RECORDS SHOWN
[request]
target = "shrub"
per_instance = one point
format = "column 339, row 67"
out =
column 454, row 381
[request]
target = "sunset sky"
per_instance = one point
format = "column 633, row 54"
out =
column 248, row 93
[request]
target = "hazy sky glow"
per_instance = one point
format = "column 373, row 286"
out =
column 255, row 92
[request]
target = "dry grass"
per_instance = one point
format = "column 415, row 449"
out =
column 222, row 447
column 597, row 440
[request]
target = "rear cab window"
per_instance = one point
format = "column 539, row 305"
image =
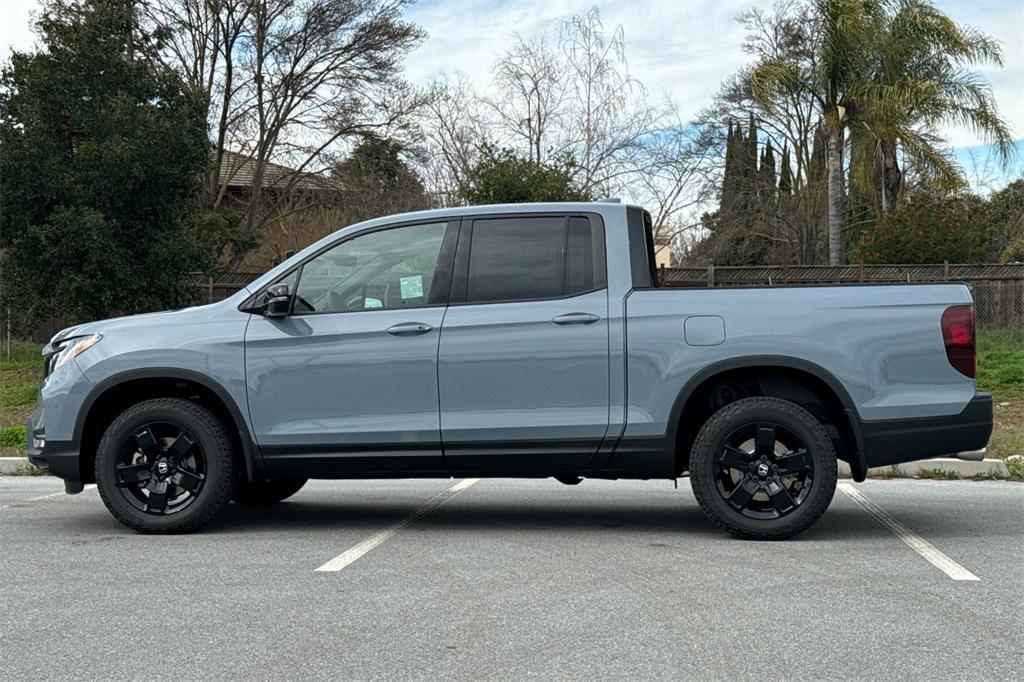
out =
column 530, row 257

WORK TO DO
Pull out every line of the listing above that contains the string "column", and copy each one in full.

FINISHED TASK
format = "column 339, row 67"
column 454, row 381
format = "column 633, row 54"
column 248, row 93
format = "column 373, row 286"
column 255, row 92
format = "column 415, row 449"
column 222, row 447
column 597, row 440
format = "column 539, row 305"
column 530, row 257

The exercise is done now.